- A run of records
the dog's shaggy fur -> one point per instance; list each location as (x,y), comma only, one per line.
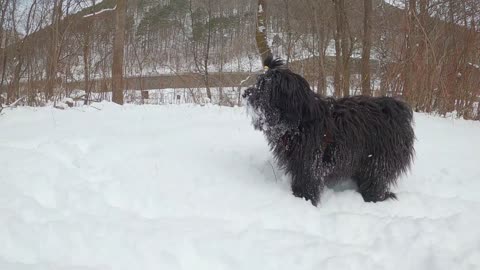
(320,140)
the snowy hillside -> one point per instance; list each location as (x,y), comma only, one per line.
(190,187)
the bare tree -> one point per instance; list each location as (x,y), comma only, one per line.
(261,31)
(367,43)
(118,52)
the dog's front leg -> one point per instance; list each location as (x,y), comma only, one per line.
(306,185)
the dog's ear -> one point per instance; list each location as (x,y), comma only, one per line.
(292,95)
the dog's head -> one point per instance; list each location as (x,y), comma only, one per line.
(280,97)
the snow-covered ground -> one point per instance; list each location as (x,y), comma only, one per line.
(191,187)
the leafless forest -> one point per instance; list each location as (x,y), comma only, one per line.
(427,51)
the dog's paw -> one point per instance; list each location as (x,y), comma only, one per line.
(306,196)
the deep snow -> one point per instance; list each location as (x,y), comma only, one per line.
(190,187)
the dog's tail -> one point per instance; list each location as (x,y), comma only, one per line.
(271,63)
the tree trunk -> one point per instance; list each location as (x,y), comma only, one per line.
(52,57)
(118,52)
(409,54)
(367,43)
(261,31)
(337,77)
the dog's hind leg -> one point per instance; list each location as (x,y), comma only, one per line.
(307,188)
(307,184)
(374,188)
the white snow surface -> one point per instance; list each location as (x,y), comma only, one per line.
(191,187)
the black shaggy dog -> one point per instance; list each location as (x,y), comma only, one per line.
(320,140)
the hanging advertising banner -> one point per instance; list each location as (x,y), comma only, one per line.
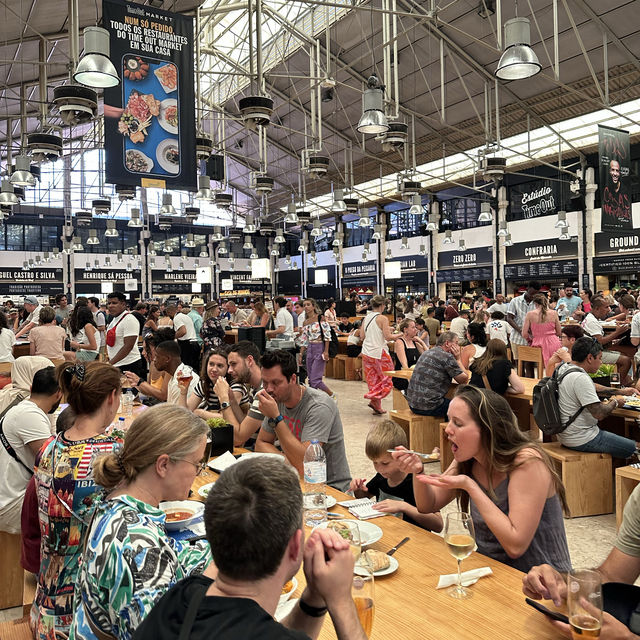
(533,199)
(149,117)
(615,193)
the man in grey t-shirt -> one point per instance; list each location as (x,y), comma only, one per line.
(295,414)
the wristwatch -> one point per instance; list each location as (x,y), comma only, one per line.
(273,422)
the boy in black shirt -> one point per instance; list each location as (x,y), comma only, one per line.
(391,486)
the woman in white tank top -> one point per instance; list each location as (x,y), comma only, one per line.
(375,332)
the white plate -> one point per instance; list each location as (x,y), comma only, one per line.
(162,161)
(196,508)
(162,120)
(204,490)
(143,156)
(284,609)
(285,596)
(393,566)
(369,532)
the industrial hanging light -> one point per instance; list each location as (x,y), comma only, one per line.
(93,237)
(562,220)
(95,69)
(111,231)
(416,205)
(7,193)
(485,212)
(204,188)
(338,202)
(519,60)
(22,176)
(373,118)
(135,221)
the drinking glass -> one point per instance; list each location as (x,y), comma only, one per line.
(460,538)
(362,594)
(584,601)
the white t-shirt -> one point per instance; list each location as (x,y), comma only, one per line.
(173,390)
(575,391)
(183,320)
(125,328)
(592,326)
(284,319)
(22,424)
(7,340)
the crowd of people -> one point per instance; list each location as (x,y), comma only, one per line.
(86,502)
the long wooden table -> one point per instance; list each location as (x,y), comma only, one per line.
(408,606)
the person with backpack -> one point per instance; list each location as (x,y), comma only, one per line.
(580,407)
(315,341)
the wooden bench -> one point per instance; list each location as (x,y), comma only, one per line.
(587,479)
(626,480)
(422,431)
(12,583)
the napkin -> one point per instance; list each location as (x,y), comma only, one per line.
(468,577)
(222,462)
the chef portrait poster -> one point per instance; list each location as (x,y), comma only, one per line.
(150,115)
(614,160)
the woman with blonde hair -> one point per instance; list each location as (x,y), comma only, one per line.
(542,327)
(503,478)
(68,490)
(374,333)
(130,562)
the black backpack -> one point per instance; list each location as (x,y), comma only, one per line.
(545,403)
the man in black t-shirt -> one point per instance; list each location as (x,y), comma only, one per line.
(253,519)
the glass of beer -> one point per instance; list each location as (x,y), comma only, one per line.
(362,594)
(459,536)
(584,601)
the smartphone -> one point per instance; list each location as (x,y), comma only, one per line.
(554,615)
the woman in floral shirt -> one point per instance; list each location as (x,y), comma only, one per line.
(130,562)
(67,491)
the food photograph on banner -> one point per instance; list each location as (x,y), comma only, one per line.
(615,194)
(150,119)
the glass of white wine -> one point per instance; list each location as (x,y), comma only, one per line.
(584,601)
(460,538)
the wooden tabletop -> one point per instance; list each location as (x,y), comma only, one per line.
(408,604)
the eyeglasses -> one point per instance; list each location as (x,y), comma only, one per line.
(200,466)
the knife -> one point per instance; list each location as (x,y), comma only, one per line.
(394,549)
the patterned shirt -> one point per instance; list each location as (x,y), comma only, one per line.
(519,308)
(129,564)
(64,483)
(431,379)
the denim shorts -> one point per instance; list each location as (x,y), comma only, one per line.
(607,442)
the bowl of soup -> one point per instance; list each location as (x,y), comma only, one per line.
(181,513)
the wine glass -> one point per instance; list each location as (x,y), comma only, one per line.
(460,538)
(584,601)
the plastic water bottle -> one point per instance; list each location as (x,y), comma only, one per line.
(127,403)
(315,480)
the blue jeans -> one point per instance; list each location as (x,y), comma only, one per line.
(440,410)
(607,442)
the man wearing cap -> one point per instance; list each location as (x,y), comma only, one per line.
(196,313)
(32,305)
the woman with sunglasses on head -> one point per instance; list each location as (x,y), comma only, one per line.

- Work to complete
Transcribe the whole listing, character for character, but not its images.

- Result for this exercise
the dog's shaggy fur -> one point per instance; list each location as (x,y), comma only, one per line.
(320,140)
the snowy hillside -> one point per instance; list each location as (x,y), comma only, one per line.
(190,187)
the bare tree -> one point per instance; list each location as (x,y), comma only, one per line.
(261,31)
(367,43)
(118,52)
the dog's front leg -> one point per instance; list each location as (x,y), comma only, one per line.
(306,185)
the dog's ear -> one point per instance; list each location as (x,y), comma only, one per line.
(292,95)
the dog's head -> one point per instance; list each location as (x,y), comma only, one per line.
(280,97)
the snow-covered ground -> one point per instance; list each location as (x,y), comma only, one per line.
(191,187)
the leafless forest -> one point per instance; list each location as (x,y), comma only, one per line.
(427,51)
the dog's paw -> one point per instance; list each location as (x,y), comma only, one per line.
(306,196)
the deep snow -> one point per instance; list each location as (x,y), comma only, one per line.
(190,187)
the dog's tail -> one point per instance; list each location as (x,y), comma only, one per line.
(271,63)
the tree trunk -> one point per instance; list each location as (x,y), comma only, one per line.
(52,57)
(118,52)
(409,54)
(367,43)
(261,31)
(337,77)
the dog's hind leg -> one point per instance; list each location as (x,y), comma only, one per line.
(307,188)
(307,184)
(374,188)
the white snow surface -> one point per instance; list each location as (x,y), comma only, one per line.
(191,187)
the black shaggy dog -> one point per instance; list each location as (x,y), comma only, one per line.
(320,140)
the hanging advertising banner -> one point per instance; list each location as (x,y), comma only, one per line.
(533,199)
(149,117)
(615,193)
the man in grey t-shirt -> one point per instance; list each location as (x,y), comma only, one per line.
(295,414)
the wristwatch -> one point per instance; list each location as (x,y), comma only, one per line.
(273,422)
the boy in black shirt -> one point per instance; list each location as (x,y), comma only, one per line.
(391,486)
the woman in white tank top -> one point per instance; list each location as (x,y), comma only, one per line.
(375,332)
the white plate -> one point per instance; list each location as (x,y), comma only, one per line.
(162,161)
(196,508)
(162,120)
(204,490)
(143,156)
(284,609)
(285,596)
(393,566)
(369,532)
the industrial hanging light -> one point per instance; list each location as (x,y), comma only, one per line.
(93,237)
(562,220)
(95,69)
(111,231)
(416,205)
(7,193)
(485,212)
(204,188)
(338,202)
(519,60)
(22,176)
(373,118)
(135,221)
the drinking glass -> one point per instance; list each location as (x,y), comma only, one per line.
(460,538)
(362,594)
(584,601)
the white t-shirt -> one point per instance; list each location as (x,y), comma only, one per line.
(173,390)
(575,391)
(183,320)
(125,328)
(592,326)
(284,319)
(22,424)
(7,340)
the crowd of people -> one point per instance; list each location as (x,y), comma only, one per line.
(86,502)
the long wooden table -> one point per instance; list each location as (x,y), comma only, one per line.
(408,606)
the person with backpack -> one point per instance; list each location as (x,y), comma only, one per line.
(580,407)
(315,341)
the wooden bench -> one point per instance; list each location as (x,y), comma only, one per line.
(587,479)
(626,480)
(422,431)
(12,583)
the napkin -> one point per instance; list each location as (x,y), comma only, one per line.
(468,577)
(222,462)
the chef portrait poster -> one point per instance; list each location as (x,y), comma only, one per line.
(150,115)
(614,160)
the woman with blonde hair -> one point per instance; list each location as (x,y), comma only, one per line.
(542,327)
(503,478)
(68,490)
(374,333)
(130,562)
the black backpack -> one point per instance; list each location as (x,y), comma only, one per line.
(545,403)
the man in black t-shirt -> one point per instance; list each location as (x,y), comma only, one per line.
(253,519)
the glass of beer -> one point per instance; list each location as (x,y), comma only, one per line.
(362,594)
(459,536)
(584,601)
the smartphone -> one point per instance; list each location as (x,y), comma only, one per line.
(554,615)
the woman in floral shirt -> one point per instance; list each location as (x,y), comma only, one per line.
(130,562)
(67,491)
the food photograph on banner -> one point per instance; list each location as (x,y), comma only, one per line.
(615,194)
(150,119)
the glass of white wine -> one point per instance; list each location as (x,y), comma only, one per line.
(584,601)
(460,538)
the wooden tabletop -> one point per instance; list each location as (x,y), comma only, one per line.
(408,604)
the eyeglasses -> one point per instance; list each location as (x,y), comma only, one per line.
(200,466)
the knife -> one point per instance; list each location as (x,y), comma only, one per line.
(394,549)
the patterned shirt -> one point per instance; list each location as (x,y), comma only, one per line.
(519,308)
(129,564)
(64,483)
(431,379)
the denim shorts -> one point per instance; list each location as (x,y), comma only, one per line.
(607,442)
the bowl of soup -> one point per instance; list each location as (x,y), comma only, one per line.
(181,513)
the wine glass -> one point per instance; list each location as (x,y), comma only, one per line.
(460,538)
(584,601)
the plastic water bottle -> one point per instance; list each location as (x,y), comma only, one per line.
(127,403)
(315,480)
the blue jeans -> one point per instance; list each location as (x,y), comma only, one per line.
(440,410)
(607,442)
the man wearing cap -> one point per instance; list each location as (x,y), comma only, one per line.
(196,313)
(32,305)
the woman with sunglasses on head -> one point per instance; list each location as (x,y), comma only, one per line.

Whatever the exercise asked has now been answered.